What is needed » Rewrite the listing below, changing each occurrence of "component" to "system" and keeping everything else the same.

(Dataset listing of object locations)
▬▬▬▬▬▬
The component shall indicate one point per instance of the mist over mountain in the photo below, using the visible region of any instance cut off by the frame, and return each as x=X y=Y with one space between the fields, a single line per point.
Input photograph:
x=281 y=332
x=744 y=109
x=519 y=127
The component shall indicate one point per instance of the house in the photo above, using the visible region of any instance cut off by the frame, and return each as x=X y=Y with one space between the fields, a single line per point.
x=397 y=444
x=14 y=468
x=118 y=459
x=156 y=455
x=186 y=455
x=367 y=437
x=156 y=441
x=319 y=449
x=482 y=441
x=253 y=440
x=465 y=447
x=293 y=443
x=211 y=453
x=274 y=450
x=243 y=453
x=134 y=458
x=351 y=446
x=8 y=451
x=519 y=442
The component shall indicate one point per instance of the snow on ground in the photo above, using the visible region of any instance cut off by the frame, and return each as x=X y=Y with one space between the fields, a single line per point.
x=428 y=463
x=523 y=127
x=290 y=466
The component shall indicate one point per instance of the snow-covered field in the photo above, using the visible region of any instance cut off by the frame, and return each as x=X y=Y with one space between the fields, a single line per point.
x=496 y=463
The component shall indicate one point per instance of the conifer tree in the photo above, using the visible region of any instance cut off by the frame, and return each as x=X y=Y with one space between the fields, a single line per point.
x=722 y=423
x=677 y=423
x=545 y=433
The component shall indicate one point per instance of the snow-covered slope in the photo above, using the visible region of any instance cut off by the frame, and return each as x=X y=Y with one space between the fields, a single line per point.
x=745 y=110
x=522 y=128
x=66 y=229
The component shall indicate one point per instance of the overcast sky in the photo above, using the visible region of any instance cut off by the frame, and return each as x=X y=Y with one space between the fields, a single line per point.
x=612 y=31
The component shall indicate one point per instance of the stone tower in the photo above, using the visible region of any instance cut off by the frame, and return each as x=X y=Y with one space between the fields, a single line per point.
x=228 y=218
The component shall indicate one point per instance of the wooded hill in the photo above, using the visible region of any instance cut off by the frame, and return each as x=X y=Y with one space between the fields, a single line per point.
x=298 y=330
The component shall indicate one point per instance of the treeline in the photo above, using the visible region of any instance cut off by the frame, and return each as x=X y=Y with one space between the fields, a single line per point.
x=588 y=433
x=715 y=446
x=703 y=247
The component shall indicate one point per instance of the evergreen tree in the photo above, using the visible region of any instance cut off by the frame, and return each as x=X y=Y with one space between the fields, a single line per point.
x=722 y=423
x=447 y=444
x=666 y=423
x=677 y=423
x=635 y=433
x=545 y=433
▬▬▬▬▬▬
Answer to this problem »
The system shall indicate one point per instance of the mist over mountain in the photo below, using the visible region of any instance cut off by the frame, and return each as x=X y=Y with one space between the fields, a single line per point.
Input photograph:
x=281 y=332
x=744 y=109
x=519 y=127
The system shall indicate one point per instance of the house in the photo above, using the visible region of any instance cut off by the frame, and return each as x=X y=Y with one space between the fields, a single line per point.
x=397 y=444
x=14 y=468
x=118 y=459
x=156 y=455
x=186 y=455
x=367 y=437
x=156 y=441
x=319 y=449
x=482 y=441
x=253 y=440
x=465 y=447
x=293 y=443
x=211 y=453
x=274 y=450
x=243 y=453
x=134 y=458
x=351 y=446
x=8 y=451
x=519 y=442
The system shall indicate one point per instance of the snow on ground in the photo above, using the visible region of any instance cut off by the frame, and return each as x=X y=Y with one space between the fields, a single line per point.
x=428 y=463
x=523 y=127
x=290 y=466
The system shall indicate one point per instance of the snow-covered field in the photo above, using the visible region of any instance cut off by the frame, and return each as x=X y=Y with one space between the fields, a single line per point.
x=496 y=463
The system shall indicate one point per instance of the conifer tree in the photo above, using the visible region of any instance cut off by the frame, and return each as x=X y=Y with one space between the fields, a single line per point.
x=722 y=423
x=677 y=423
x=545 y=433
The system shall indicate one point per instance of the snow-covered slope in the photo above, using the visible region of any instance cut off by the frame, and return each as x=X y=Y with one space between the fields, a single line per point.
x=745 y=110
x=522 y=128
x=66 y=229
The system shall indicate one point per instance of the overcast sky in the photo above, using the visible region of any instance cut off by the frame, and return each as x=X y=Y with one space between the fields, a single line per point.
x=612 y=31
The system shall indicate one point per instance of the stone tower in the photo above, using the visible region of any instance cut off by the frame, and return each as x=X y=Y with one space between the fields, a single line per point.
x=228 y=218
The system shall indicate one point per instance of the wooded hill in the photo above, using the visible region of any instance cut off by the frame, and return each as x=X y=Y with one space between the fields, a single line per point.
x=298 y=330
The system shall indicate one point per instance of the treeline in the photo above, using the visible region of any instance cut off by the frame, and return each as x=X y=Y with one space between the fields, a single line per point.
x=588 y=433
x=715 y=446
x=703 y=247
The system shall indicate one point per instance of the evergreen tree in the photo above, using the visible region of any instance cut off by the frame, and return each as x=X y=Y with one space between the fields, a single line per point.
x=722 y=423
x=447 y=444
x=666 y=423
x=677 y=423
x=635 y=433
x=545 y=433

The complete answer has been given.